[Supplied information]

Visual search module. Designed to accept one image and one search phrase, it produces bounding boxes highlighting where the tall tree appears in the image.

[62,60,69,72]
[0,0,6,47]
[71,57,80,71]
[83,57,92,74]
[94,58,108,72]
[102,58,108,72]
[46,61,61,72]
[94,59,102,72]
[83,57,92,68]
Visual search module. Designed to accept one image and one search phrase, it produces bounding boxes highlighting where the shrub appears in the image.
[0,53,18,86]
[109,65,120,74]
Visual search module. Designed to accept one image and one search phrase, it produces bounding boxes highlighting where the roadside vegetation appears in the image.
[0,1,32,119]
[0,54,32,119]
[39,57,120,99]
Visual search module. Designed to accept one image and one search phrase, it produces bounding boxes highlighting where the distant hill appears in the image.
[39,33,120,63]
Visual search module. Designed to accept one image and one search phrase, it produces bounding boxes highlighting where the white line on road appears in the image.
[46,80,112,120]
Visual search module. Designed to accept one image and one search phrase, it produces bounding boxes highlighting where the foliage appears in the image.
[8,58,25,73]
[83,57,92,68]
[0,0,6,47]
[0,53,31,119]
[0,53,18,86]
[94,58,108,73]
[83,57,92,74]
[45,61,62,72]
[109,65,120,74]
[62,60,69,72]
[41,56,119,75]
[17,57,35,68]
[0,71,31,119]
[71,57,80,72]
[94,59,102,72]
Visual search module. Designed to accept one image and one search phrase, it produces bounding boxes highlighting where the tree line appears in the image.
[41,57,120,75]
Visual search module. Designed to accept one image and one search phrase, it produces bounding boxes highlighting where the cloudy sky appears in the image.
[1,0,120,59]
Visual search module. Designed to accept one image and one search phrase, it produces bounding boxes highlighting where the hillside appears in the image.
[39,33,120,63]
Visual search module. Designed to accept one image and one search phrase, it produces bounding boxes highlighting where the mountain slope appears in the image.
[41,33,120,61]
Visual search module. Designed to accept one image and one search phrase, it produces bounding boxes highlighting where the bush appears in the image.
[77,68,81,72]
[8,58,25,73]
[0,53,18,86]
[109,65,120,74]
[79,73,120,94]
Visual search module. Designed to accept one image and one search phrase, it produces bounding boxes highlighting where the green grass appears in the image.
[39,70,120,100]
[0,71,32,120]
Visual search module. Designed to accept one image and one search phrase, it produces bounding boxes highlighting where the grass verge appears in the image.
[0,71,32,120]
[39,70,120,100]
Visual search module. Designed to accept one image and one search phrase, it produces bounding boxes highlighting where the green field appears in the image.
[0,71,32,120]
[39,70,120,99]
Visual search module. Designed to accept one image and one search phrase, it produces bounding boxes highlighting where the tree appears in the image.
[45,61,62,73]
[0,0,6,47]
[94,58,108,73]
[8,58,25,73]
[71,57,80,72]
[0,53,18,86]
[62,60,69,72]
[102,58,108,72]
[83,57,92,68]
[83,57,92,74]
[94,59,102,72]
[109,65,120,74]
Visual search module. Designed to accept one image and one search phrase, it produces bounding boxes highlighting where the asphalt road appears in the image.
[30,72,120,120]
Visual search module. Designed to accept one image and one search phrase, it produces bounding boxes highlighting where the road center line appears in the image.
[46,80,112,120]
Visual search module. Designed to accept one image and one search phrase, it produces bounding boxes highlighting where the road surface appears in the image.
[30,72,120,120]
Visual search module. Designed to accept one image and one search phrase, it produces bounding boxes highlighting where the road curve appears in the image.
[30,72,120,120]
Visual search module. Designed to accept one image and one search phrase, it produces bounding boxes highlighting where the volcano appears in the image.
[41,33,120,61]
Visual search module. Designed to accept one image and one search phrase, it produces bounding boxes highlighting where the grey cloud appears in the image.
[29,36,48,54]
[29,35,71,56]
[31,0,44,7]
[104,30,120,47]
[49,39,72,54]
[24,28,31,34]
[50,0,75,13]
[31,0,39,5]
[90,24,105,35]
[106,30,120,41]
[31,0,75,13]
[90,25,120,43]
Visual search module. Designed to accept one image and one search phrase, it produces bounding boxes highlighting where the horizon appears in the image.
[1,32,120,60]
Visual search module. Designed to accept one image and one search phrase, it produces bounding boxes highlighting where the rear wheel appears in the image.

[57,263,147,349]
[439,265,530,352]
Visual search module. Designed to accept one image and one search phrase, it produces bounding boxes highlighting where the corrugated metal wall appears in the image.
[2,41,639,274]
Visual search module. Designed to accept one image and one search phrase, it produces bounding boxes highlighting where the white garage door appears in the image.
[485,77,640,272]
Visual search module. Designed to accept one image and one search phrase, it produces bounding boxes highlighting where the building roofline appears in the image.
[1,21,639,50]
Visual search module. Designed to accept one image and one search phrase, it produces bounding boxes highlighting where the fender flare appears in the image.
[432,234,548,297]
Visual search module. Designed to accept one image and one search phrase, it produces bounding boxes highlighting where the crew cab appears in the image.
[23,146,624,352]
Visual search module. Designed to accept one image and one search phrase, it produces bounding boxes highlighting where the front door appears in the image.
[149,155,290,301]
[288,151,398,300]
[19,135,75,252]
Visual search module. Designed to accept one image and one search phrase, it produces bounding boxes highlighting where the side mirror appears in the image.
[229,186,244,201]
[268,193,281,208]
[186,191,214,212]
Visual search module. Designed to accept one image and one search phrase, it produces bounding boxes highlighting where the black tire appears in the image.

[Task]
The whole of the data above must be given again, unaltered and complete.

[Solution to the exercise]
Visual search module. Designed to accept one image and one search phrase, it produces bounding boxes highlighting where the tall tree appears in the image.

[62,60,69,72]
[0,0,6,47]
[71,57,80,71]
[83,57,92,74]
[94,58,108,72]
[102,58,108,72]
[46,61,61,72]
[94,59,102,72]
[83,57,92,68]
Visual search module. Designed to accept one image and one search phrase, it produces bounding boxes highlighting where the shrub appears in the image.
[0,53,18,86]
[109,65,120,74]
Visual search module. Designed to accept one image and one search phrase, it produces bounding boxes highlighting where the roadside vegetation appears in the image.
[0,1,32,119]
[0,54,32,119]
[39,57,120,99]
Visual search module. Designed to accept one image and one search phrase, it produces bounding boxes highlighting where the distant hill appears in the image.
[39,33,120,63]
Visual search module. Designed to accept one image and one search phrase, it produces bounding boxes highlighting where the white line on road appears in the image.
[46,80,112,120]
Visual search module. Designed to accept one image and one search phrase, it produces bounding boxes highlighting where the foliage appears in the image.
[8,58,25,73]
[83,57,92,68]
[0,0,6,47]
[0,53,31,119]
[0,53,18,86]
[94,58,108,73]
[83,57,92,74]
[45,61,62,72]
[109,65,120,74]
[62,60,69,72]
[41,56,119,75]
[17,57,35,68]
[0,71,31,119]
[71,57,80,72]
[94,59,102,72]
Visual search module. Designed to accept one image and one search phrase, it produces bounding boxes highlighting where the tree line appears in the image.
[41,57,120,75]
Visual search module. Designed to accept one image and one search phrase, it produces bounding boxes highlighting where the cloudy sky appears in the image.
[1,0,120,59]
Visual search module. Designed to accept one image and one search phrase, it produces bounding boxes highlighting where the hillside appears in the image.
[39,33,120,63]
Visual search module. Designed to accept one image and one search phrase, it produces bounding boxes highlighting where the mountain slope appears in the image.
[41,33,120,61]
Visual search module. Designed to accept one image and one search phrase, it produces bounding boxes highlighting where the bush appears in the image.
[77,68,81,72]
[8,58,25,73]
[0,53,18,86]
[109,65,120,74]
[79,73,120,94]
Visual search module. Designed to accept one image and one search phrase, it produces bounding boxes highlighting where the green grass appears in the image.
[39,70,120,100]
[0,71,32,120]
Visual search module. Designed to accept one image and one search phrase, it produces bounding boxes highlighting where the grass verge appears in the image.
[0,71,32,120]
[39,70,120,100]
Visual search module. Designed to accept one image and one search phrase, it produces bounding boxes highlighting where the green field appears in the image.
[0,71,32,120]
[39,70,120,99]
Visual search module. Designed to accept one image and one search phrase, it produces bounding boxes highlighting where the tree appears in the image.
[45,61,62,73]
[0,0,6,47]
[94,58,108,73]
[8,58,25,73]
[71,57,80,72]
[0,53,18,86]
[62,60,69,72]
[102,58,108,72]
[83,57,92,68]
[83,57,92,74]
[94,59,102,72]
[109,65,120,74]
Visual search module. Designed to accept one image and one search phrase, it produces bounding boxes highlighting where the asphalt road appears in the image.
[30,72,120,120]
Visual search module. Designed to accept one image and one search phrase, it produces bounding boxes highlighting where the road center line appears in the image.
[46,80,112,120]
Visual search module. Designed to accept one image and one search phrase, it produces bounding boxes highlighting where the road surface appears in the image.
[30,72,120,120]
Visual search module. Designed to accept one image and one search phrase, it produces bounding boxes highlighting where the road curve appears in the image.
[30,72,120,120]
Visual search module. Designed to accept one image and one search phrase, it produces bounding boxes highlighting where the volcano appears in the image.
[41,33,120,61]
Visual search module. Designed to accept one image and one search phrase, it produces bounding boxes highlighting where the grey cloud appears in the image.
[29,36,48,54]
[29,35,71,56]
[31,0,44,7]
[104,30,120,47]
[49,39,72,54]
[24,28,31,34]
[50,0,75,13]
[31,0,39,5]
[90,24,105,35]
[106,30,120,41]
[31,0,75,13]
[90,25,120,43]
Visual search module. Designed to accept one image and one search phrase, it produces bounding boxes highlighting where the horizon appears in the image.
[1,32,120,60]
Visual search module. Designed to accept one image and one search phrase, it produces bounding boxes highlighting where the rear wheel appears in the image.

[57,263,147,349]
[439,265,530,352]
Visual search module. Designed to accept one image and one search phrase, it produces bounding boxes highlighting where the corrugated metal wall appears in the image.
[2,41,639,274]
Visual search module. Designed to accept one image and one search phrase, it produces bounding boxes highlighting where the white garage door appears in the image.
[485,77,640,272]
Visual search module. Designed to accept one image and one search phrase, it produces bounding boxes highlighting where the building roofline appears in the image.
[1,21,639,50]
Visual search module. Designed to accept one image and one search phrase, it produces bounding boxes highlighting where the fender flare appears in the image.
[432,234,548,297]
Visual search module. Designed to accept one image and one search phrase, it produces bounding boxes highlighting where the crew cab appears in the image.
[23,146,624,352]
Visual search module. Designed to accept one image and one search phrase, it produces bounding boxes highlighting where the front door appears in the image.
[149,155,290,301]
[288,151,398,300]
[19,135,75,252]
Visual search module. Designed to accept one image and one search phrase, it produces bounding boxes highlighting where the side mirror appears in the image.
[229,186,244,201]
[268,193,281,208]
[186,191,214,212]
Visual search module. Designed to accept one image and one search phrase, it produces bounding boxes highlighting where the black tire appears in the image.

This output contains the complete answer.